##### Data to process
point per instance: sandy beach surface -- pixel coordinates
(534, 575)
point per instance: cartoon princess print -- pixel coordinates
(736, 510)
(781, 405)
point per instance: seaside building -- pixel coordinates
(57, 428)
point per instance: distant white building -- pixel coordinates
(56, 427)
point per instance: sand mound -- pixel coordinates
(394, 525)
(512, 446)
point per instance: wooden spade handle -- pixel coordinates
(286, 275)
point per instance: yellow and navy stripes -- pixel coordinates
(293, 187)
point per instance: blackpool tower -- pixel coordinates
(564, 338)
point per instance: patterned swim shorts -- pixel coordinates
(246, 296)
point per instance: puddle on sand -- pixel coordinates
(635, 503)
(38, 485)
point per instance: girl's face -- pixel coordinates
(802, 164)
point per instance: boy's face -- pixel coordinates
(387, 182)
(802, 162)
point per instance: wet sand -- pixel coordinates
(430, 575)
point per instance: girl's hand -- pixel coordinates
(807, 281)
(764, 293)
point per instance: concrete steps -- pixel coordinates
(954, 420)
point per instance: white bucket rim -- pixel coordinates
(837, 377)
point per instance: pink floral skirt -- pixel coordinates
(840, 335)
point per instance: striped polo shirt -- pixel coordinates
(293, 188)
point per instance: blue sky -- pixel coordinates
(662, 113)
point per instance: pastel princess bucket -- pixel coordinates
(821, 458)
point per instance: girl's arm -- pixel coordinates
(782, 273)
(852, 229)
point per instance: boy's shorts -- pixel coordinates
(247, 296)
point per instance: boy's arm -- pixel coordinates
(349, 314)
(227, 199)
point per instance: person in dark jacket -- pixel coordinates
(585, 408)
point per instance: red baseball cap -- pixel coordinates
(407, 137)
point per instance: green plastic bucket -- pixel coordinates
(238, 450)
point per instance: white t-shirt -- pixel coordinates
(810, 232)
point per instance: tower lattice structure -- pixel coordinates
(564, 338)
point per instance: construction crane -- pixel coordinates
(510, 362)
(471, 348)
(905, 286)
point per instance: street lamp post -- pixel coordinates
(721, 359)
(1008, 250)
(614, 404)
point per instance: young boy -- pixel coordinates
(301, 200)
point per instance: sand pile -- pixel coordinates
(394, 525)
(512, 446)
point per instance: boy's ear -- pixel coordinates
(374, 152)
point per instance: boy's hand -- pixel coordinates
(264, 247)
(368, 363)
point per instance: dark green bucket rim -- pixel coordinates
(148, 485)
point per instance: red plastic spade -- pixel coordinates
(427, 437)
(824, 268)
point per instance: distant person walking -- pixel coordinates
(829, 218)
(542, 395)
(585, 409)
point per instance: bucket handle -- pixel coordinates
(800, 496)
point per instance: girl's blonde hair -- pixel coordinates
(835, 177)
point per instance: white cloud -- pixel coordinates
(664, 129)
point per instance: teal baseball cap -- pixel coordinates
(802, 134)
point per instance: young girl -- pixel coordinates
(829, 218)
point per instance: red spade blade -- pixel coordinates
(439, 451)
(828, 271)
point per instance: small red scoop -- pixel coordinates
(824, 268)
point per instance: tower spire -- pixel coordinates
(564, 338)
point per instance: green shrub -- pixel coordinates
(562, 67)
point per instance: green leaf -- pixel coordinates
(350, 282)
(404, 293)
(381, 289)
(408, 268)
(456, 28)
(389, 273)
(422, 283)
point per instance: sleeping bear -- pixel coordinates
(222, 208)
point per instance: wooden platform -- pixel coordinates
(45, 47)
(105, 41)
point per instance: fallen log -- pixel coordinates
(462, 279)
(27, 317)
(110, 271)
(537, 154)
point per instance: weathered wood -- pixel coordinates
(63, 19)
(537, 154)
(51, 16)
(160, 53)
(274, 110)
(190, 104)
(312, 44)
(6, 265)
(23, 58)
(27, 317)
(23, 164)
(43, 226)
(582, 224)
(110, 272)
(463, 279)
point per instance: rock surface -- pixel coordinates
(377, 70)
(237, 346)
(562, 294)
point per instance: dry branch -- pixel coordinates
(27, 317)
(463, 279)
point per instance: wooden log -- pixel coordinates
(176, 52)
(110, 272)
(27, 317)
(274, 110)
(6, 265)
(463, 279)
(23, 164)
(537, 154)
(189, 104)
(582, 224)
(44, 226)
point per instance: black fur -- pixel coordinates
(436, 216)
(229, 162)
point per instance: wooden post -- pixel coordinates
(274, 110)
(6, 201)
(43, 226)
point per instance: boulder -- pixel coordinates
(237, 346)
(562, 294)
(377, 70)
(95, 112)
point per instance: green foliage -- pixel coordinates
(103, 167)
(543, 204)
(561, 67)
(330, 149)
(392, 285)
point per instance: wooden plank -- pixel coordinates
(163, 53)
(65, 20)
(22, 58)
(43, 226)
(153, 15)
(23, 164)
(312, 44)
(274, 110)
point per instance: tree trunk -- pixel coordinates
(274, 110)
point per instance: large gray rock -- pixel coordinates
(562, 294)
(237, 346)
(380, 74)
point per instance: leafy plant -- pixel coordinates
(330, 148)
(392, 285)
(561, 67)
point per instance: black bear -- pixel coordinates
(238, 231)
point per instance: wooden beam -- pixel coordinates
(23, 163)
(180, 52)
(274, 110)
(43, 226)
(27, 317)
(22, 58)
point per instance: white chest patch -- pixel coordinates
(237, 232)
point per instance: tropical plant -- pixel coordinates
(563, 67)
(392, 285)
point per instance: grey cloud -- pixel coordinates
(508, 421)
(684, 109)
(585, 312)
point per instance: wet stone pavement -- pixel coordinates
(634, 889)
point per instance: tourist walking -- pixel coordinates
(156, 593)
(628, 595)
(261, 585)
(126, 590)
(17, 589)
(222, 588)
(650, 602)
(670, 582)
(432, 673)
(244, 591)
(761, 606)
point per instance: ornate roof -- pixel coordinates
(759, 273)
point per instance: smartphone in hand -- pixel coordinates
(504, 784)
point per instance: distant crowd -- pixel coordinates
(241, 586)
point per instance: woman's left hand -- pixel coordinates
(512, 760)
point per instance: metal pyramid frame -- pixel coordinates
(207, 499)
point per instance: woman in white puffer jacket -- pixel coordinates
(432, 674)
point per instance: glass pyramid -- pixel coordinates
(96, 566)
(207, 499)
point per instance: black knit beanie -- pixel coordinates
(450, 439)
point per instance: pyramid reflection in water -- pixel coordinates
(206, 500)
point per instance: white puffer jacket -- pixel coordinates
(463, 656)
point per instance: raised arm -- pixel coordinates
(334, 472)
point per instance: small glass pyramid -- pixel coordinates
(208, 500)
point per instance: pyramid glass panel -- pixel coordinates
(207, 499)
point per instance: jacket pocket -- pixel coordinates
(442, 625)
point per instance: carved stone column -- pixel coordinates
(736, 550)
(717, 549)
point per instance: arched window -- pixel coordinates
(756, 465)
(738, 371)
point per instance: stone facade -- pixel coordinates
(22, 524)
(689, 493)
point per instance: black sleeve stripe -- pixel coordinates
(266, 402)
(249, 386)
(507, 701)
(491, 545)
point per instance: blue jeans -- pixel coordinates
##########
Print nothing but the lines from the line with "point per instance: small glass" to the last line of the records above. Both of those lines count.

point per instance: small glass pyramid -- pixel coordinates
(208, 500)
point per instance: pyramid glass panel -- pixel coordinates
(207, 499)
point per instance: jacket pocket -- pixel coordinates
(442, 625)
point per instance: carved stone column -- pixel coordinates
(736, 550)
(717, 549)
point per instance: arched window -- pixel coordinates
(756, 465)
(738, 371)
point per instance: stone facade -- pixel coordinates
(22, 524)
(689, 493)
point per instance: black sleeve stripe -- pixel coordinates
(266, 402)
(249, 386)
(507, 701)
(491, 545)
point per instance: blue jeans -- pixel coordinates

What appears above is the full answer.